**Do this:**
Turn everything from the start of the records down to the line containing "point(426, 47)", both ends included, into a JSON list of strings with one string per line and no blank lines. Leave the pictures out of the answer.

**Raw data:**

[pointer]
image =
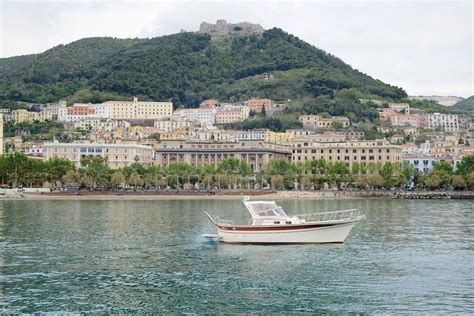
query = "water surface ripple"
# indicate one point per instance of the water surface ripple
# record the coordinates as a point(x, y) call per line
point(147, 256)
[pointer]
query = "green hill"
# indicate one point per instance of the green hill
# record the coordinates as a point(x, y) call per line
point(465, 105)
point(185, 68)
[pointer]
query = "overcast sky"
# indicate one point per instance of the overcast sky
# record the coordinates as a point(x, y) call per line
point(426, 47)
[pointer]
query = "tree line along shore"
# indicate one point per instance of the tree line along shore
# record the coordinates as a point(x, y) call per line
point(17, 170)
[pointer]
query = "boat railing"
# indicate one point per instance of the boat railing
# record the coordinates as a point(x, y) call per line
point(220, 221)
point(336, 216)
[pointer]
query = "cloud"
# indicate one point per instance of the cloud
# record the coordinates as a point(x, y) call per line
point(423, 46)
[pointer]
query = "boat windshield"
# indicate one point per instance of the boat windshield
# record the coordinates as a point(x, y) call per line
point(267, 209)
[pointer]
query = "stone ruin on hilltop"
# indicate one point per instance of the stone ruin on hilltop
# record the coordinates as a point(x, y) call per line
point(222, 28)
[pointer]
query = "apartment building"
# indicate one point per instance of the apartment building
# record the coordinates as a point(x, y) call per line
point(222, 135)
point(325, 136)
point(22, 115)
point(448, 122)
point(317, 121)
point(405, 120)
point(348, 151)
point(139, 110)
point(209, 103)
point(410, 149)
point(54, 108)
point(400, 107)
point(117, 155)
point(106, 125)
point(256, 153)
point(256, 105)
point(81, 111)
point(1, 134)
point(203, 116)
point(231, 114)
point(445, 148)
point(423, 163)
point(173, 123)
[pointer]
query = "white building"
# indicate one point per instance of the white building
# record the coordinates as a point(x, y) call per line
point(117, 155)
point(80, 111)
point(256, 134)
point(448, 122)
point(400, 107)
point(141, 110)
point(231, 114)
point(204, 116)
point(1, 134)
point(106, 125)
point(54, 108)
point(173, 123)
point(423, 164)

**Answer to this exercise:**
[
  "[pointer]",
  "image =",
  "query = \"water surface ripple\"",
  "# indicate one point per instance of the water surface ripple",
  "# record the coordinates as a point(x, y) call per line",
  "point(147, 256)",
  "[pointer]",
  "query = \"green hill\"",
  "# indicate one point per instance of the green hill",
  "# record the coordinates as a point(x, y) call per line",
  "point(465, 105)",
  "point(185, 68)",
  "[pointer]",
  "query = \"overcast sky\"",
  "# indicate one point per instance of the overcast sky",
  "# record the coordinates as a point(x, y) call per line",
  "point(426, 47)"
]